• Exercise goal:
Each line that follows should be printed again exactly as it stands.

• Extracted information:

--- Start ---

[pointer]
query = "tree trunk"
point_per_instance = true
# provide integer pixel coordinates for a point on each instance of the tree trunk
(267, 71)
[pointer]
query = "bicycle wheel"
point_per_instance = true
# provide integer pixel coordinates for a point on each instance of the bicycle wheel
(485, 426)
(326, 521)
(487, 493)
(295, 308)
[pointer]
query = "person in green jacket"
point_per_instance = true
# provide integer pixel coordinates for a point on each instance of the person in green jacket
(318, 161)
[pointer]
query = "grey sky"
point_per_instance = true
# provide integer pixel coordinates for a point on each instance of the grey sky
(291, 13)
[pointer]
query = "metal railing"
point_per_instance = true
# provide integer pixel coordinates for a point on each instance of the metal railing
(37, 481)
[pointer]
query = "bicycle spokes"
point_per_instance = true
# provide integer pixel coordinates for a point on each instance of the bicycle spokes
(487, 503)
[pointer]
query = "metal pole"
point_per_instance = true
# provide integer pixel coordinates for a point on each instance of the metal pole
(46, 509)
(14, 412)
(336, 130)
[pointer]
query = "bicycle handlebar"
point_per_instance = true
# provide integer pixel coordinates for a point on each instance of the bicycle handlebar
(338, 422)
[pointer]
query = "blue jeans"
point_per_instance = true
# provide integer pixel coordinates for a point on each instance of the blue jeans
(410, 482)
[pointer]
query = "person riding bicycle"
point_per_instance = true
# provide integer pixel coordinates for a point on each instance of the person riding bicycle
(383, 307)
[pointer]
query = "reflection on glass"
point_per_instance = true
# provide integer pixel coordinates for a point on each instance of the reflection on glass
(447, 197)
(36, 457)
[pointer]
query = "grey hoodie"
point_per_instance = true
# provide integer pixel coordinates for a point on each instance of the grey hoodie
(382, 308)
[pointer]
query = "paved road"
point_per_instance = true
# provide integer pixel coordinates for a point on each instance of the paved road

--- End ---

• Solved exercise:
[pointer]
query = "tree trunk"
point_per_instance = true
# provide integer pixel coordinates for a point on each instance of the tree trunk
(267, 71)
[pointer]
query = "bicycle wheel"
point_per_instance = true
# provide integer pixel coordinates for a point on each instance of the bicycle wheel
(485, 426)
(326, 521)
(487, 493)
(295, 308)
[pointer]
query = "person in green jacket"
point_per_instance = true
# provide integer pixel coordinates for a point on each instance of the person in green jacket
(318, 161)
[pointer]
query = "grey sky"
point_per_instance = true
# provide integer pixel coordinates for a point on each instance of the grey sky
(291, 13)
[pointer]
query = "metal railing"
point_per_instance = true
# provide integer pixel coordinates for a point on each instance of the metal railing
(37, 481)
[pointer]
query = "bicycle spokes"
point_per_instance = true
# provide integer pixel coordinates for a point on each instance of the bicycle spokes
(487, 503)
[pointer]
query = "metal pole"
point_per_instance = true
# provide integer pixel coordinates for a point on each instance of the metal pole
(46, 509)
(14, 412)
(336, 130)
[pointer]
query = "bicycle handlebar"
point_per_instance = true
# provide integer pixel coordinates for a point on each instance of the bicycle handlebar
(338, 422)
[pointer]
query = "blue jeans"
point_per_instance = true
# provide integer pixel coordinates for a point on each instance of the blue jeans
(410, 482)
[pointer]
query = "person riding bicycle"
point_per_instance = true
# provide integer pixel coordinates for a point on each instance of the person riding bicycle
(383, 307)
[pointer]
query = "reflection on glass"
point_per_instance = true
# provide integer pixel coordinates for a point on each instance of the reflection on glass
(447, 197)
(36, 457)
[pointer]
query = "grey hoodie"
point_per_instance = true
# provide integer pixel coordinates for a point on each instance of the grey hoodie
(382, 308)
[pointer]
query = "paved road"
point_per_instance = true
# provide integer pixel coordinates for a point on each instance of the paved road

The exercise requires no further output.